▸ DIRECTIVE:
Rewrite the lines from the line with "of the mountain" to the line with "Query: mountain ridge", putting "rocky crest" wherever "mountain ridge" appears and leaving everything else unchanged. Give only those lines.

— Begin RAW DATA —

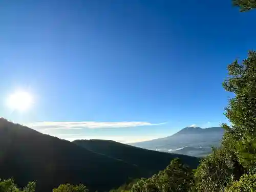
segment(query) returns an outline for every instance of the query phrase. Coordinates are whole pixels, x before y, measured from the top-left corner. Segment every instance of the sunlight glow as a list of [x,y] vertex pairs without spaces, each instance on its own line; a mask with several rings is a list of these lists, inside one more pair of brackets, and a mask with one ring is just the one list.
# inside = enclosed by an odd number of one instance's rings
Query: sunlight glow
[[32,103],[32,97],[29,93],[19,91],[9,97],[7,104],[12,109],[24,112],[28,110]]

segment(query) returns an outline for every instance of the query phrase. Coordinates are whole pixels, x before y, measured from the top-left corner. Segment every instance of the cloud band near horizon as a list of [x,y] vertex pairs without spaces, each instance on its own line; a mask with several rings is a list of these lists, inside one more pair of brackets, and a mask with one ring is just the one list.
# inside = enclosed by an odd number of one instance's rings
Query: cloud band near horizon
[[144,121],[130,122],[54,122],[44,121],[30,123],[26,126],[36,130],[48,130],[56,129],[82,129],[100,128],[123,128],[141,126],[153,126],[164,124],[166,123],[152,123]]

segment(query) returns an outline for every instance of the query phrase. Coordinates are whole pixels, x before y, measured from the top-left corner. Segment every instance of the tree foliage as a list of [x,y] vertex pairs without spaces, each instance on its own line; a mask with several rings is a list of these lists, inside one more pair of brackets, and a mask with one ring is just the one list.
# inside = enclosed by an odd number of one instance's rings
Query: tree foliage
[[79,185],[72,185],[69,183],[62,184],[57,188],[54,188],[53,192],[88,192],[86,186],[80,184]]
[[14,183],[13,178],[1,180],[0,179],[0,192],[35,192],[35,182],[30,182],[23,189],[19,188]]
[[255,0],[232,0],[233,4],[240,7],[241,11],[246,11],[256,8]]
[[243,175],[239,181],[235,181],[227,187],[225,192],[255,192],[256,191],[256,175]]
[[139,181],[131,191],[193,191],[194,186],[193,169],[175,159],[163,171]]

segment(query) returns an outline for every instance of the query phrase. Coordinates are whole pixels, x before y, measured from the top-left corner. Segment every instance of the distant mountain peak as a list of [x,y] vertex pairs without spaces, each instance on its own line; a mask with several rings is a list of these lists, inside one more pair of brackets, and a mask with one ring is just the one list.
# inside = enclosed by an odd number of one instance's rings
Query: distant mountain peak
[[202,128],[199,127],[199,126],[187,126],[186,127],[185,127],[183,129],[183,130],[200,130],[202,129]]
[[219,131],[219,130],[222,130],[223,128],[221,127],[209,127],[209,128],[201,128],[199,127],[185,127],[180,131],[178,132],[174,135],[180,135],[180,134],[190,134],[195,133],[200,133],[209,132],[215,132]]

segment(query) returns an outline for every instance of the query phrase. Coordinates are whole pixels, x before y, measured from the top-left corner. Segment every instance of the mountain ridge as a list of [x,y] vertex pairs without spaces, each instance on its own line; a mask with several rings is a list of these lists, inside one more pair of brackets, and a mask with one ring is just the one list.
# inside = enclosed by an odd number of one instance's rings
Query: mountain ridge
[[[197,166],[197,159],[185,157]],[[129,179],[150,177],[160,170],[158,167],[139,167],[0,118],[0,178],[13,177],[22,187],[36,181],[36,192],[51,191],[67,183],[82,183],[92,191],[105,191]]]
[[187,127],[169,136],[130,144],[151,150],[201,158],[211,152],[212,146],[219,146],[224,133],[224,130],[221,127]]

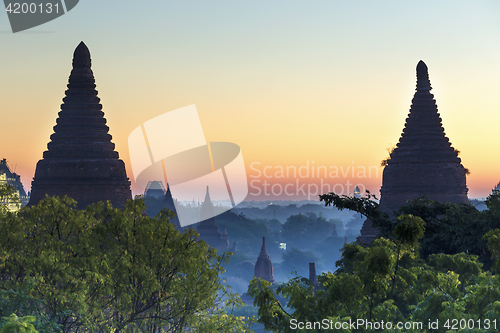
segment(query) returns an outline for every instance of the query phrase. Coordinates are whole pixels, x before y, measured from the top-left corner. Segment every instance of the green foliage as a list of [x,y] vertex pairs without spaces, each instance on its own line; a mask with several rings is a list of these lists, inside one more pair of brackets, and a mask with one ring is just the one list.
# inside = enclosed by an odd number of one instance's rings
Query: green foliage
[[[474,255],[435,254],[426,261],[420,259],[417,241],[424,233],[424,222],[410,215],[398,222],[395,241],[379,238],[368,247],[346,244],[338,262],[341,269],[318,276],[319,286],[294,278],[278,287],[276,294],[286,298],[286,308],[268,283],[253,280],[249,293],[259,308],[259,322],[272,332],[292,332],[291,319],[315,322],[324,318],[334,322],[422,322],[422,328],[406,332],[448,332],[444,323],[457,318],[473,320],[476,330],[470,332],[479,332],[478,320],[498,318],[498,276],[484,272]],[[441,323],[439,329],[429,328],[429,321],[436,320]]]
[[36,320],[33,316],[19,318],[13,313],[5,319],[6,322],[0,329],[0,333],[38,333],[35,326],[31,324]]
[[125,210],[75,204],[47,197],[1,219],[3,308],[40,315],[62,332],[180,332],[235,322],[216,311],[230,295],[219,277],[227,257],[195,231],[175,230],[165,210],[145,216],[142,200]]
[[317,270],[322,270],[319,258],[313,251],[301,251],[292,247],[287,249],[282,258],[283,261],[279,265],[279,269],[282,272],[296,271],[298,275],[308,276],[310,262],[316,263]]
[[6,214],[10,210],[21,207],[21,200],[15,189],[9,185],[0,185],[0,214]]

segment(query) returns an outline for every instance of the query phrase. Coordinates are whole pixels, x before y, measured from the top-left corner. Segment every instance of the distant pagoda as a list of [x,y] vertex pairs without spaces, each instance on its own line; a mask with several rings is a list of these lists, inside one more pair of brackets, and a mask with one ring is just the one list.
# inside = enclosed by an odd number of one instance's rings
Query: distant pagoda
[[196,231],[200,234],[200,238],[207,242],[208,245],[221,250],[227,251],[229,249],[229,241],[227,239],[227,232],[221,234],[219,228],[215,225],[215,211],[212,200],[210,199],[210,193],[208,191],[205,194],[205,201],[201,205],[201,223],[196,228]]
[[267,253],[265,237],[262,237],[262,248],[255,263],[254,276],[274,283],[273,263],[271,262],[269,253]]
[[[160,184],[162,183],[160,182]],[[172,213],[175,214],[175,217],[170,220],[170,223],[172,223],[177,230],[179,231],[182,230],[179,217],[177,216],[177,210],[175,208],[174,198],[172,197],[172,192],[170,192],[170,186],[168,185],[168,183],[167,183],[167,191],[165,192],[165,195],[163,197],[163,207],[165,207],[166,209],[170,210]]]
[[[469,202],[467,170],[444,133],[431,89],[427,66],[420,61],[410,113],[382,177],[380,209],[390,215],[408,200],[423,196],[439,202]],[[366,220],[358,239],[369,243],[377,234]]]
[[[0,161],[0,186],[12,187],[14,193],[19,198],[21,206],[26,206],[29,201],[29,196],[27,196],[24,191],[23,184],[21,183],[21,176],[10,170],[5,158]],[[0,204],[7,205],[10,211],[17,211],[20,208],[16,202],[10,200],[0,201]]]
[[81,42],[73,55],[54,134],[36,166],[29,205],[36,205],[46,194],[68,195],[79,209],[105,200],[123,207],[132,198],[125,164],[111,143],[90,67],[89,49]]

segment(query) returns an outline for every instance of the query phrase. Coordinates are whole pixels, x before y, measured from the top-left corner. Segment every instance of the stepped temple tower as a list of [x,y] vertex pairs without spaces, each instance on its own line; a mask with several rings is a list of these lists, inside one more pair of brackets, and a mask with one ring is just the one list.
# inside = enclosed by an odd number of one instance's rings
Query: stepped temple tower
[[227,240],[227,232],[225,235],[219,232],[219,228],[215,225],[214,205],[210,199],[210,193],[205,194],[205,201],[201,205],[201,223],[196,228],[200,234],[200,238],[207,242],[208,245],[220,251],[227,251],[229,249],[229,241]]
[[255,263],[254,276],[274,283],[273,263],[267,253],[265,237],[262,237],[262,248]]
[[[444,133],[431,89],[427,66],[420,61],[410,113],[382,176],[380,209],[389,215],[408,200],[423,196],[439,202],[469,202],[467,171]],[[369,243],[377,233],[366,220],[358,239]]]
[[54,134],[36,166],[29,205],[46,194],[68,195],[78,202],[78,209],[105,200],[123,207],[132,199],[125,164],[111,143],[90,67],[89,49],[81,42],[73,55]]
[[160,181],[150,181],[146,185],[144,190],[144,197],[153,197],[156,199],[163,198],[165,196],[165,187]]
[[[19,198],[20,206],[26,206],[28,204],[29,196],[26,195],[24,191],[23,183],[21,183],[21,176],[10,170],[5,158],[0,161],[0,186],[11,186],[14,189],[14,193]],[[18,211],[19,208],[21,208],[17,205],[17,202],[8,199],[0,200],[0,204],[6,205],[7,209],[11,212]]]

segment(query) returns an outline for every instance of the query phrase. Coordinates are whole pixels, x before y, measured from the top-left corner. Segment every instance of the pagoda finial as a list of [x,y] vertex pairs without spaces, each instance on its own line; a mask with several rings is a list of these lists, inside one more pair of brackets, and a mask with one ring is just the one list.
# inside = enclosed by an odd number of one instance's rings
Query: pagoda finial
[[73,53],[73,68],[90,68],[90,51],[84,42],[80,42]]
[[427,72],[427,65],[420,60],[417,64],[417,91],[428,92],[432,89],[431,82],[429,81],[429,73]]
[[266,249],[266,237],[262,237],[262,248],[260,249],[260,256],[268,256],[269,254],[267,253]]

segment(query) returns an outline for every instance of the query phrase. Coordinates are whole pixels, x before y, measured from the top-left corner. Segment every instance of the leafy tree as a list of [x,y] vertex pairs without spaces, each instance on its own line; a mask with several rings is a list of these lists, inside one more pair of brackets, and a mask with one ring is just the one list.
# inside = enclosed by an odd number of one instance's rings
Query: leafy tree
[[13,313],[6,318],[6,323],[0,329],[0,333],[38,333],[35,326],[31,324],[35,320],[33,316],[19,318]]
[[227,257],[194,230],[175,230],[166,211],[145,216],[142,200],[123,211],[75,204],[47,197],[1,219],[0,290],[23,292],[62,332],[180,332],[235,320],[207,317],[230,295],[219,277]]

— End RAW DATA —
— Begin RAW DATA —

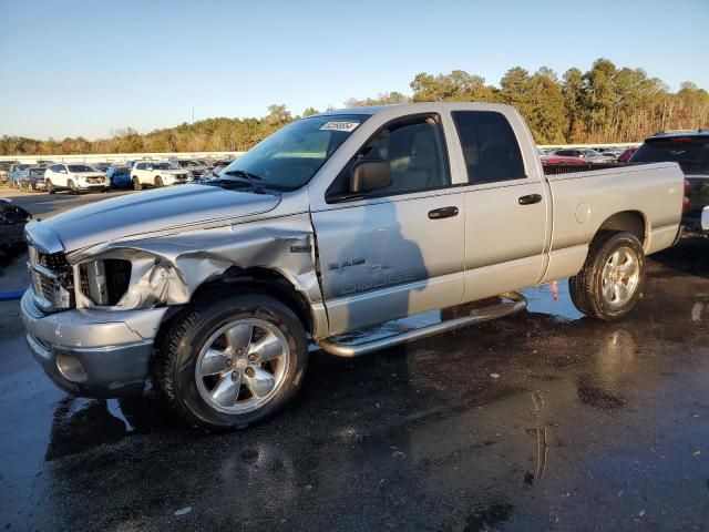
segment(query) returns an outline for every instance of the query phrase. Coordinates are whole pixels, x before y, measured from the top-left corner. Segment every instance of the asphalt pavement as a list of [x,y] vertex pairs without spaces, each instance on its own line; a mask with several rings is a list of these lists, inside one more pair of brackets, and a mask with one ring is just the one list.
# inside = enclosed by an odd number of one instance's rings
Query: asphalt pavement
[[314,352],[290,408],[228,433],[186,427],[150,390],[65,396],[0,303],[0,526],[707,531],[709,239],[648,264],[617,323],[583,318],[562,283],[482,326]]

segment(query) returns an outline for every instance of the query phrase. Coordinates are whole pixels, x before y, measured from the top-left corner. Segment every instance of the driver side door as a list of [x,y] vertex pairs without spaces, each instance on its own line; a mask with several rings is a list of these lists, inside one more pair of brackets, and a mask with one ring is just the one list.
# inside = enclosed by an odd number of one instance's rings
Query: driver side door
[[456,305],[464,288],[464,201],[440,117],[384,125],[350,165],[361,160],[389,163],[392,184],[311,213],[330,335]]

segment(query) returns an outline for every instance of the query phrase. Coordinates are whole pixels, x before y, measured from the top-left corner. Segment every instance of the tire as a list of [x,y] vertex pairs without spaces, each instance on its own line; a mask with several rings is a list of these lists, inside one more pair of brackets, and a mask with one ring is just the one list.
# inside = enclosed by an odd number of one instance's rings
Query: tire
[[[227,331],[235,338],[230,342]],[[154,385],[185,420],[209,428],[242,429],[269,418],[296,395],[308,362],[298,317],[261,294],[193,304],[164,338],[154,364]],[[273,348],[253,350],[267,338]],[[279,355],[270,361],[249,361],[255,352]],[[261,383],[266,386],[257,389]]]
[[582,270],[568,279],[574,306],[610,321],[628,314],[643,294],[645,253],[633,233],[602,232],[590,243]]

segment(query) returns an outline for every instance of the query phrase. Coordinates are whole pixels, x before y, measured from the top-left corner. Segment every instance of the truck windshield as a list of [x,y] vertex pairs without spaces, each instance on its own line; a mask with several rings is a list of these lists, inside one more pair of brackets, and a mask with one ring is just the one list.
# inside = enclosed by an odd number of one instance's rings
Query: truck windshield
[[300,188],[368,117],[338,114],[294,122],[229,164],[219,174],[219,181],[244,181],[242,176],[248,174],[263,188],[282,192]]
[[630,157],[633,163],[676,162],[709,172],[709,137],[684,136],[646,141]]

— End RAW DATA —

▸ SOLUTION BELOW:
segment(query) returns an outline for every instance of the query phrase. Coordinates are whole pixels, x before y, measured from the top-left corner. Segment every instance of the rocky crest as a list of [x,y] vertex pairs without spaces, each instance on its own line; a mask with several rings is a list of these lists, inside one more pair of brackets, and a mask with one ring is just the one list.
# inside = enclosed by an odd number of one instance's rings
Query: rocky crest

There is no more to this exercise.